▶ **Set problem**: Please turn every line of the entries below into a JSON list of strings, one string per line, with blank lines left out.

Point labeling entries
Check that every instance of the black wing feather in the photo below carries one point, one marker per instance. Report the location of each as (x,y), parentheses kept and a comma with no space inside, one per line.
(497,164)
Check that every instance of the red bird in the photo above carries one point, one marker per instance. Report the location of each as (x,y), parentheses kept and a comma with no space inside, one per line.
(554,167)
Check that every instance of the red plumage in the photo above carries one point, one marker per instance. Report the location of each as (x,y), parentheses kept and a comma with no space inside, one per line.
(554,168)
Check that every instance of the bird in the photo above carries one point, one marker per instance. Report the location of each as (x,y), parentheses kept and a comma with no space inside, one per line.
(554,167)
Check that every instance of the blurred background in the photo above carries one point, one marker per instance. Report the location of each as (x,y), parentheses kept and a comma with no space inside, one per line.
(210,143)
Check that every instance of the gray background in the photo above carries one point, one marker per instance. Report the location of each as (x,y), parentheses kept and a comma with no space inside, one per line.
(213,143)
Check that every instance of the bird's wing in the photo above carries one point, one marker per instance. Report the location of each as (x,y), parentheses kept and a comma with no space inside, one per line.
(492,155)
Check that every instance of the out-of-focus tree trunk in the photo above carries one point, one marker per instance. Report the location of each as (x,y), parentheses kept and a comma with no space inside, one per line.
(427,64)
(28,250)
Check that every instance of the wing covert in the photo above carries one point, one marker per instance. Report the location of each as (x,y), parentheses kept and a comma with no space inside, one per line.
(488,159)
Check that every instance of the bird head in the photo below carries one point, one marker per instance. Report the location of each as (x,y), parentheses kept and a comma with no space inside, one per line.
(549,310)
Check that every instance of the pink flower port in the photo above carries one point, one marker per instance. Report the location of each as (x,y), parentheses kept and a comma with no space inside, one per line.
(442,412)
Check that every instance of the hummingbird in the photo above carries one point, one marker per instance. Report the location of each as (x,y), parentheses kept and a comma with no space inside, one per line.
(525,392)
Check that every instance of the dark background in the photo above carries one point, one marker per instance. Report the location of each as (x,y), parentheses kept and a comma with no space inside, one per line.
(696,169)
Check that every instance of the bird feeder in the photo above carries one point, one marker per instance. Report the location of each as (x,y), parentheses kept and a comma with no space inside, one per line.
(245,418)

▶ **Result of the exercise**:
[
  "Check that every instance of the black wing feather in the photo below carries one point, one marker per instance. Report the location of each as (x,y), parentheses kept and a comma with no space inside, one per line.",
  "(497,164)",
  "Check that every instance of the red bird in the photo above carries one point, one marker per instance. Report the location of each as (x,y), parentheses kept and a comma with no space inside, one per line.",
  "(554,167)",
  "Check that every instance of the red plumage in the photo above carries one point, one marker per instance. Report the location of each as (x,y), parentheses kept and a comma with no space inside, one per line.",
  "(554,168)",
  "Check that every instance of the bird in the photo above carries one point, one marker per instance. Report the location of each as (x,y), parentheses kept and a comma with no space inside, one per line.",
  "(554,167)",
  "Check that every instance of the blurred background in the photo above carries one point, one marker per instance. Report the location of each as (x,y), parentheses kept and a comma with no space inside, one per line.",
  "(210,143)",
  "Check that every instance of the gray background in the photo above carries one point, one marker per instance. Report the location of each as (x,y), parentheses kept and a comma with no space inside, one per line.",
  "(213,143)",
  "Check that every instance of the bird's wing in the photo above carries one point, one marker per instance. Report the location of each as (x,y), parentheses kept and a comma with no space inside, one per line.",
  "(492,155)",
  "Check that every instance of the out-of-focus tree trunk in the photo above carries one point, one marker per instance. Report the location of each as (x,y), parentheses kept and a comma with no space inside, one per line.",
  "(427,64)",
  "(28,250)",
  "Check that every instance of the wing covert in the photo above carries one point, one marker per instance. Report the location of each as (x,y), parentheses kept and a comma with no space inside, one per line.",
  "(488,159)",
  "Check that every instance of the bird head in the photo below carries one point, one marker per instance. Report the location of each as (x,y), parentheses kept and a comma with no space inside, one per line.",
  "(549,310)",
  "Check that every instance of the pink flower port in the photo above carries one point, one marker per instance. Report the location of each as (x,y), parentheses kept and a comma with no space inside, one per line.",
  "(442,412)",
  "Check that every instance of the hummingbird in the photo above carries one point, one marker per instance. Report the location of each as (x,y), parentheses kept and a comma with no space inside, one per line.",
  "(525,392)",
  "Check that every instance of the dark background in the photo above carries one point, one marker per instance. Report the location of each as (x,y), parentheses kept and a comma with no space inside, one per line.",
  "(696,169)",
  "Check that every instance of the bird feeder in the photo above carries one point, one marker per instance. Report the location of each as (x,y), parentheses kept and a comma with no space inside, one per line.",
  "(245,418)"
]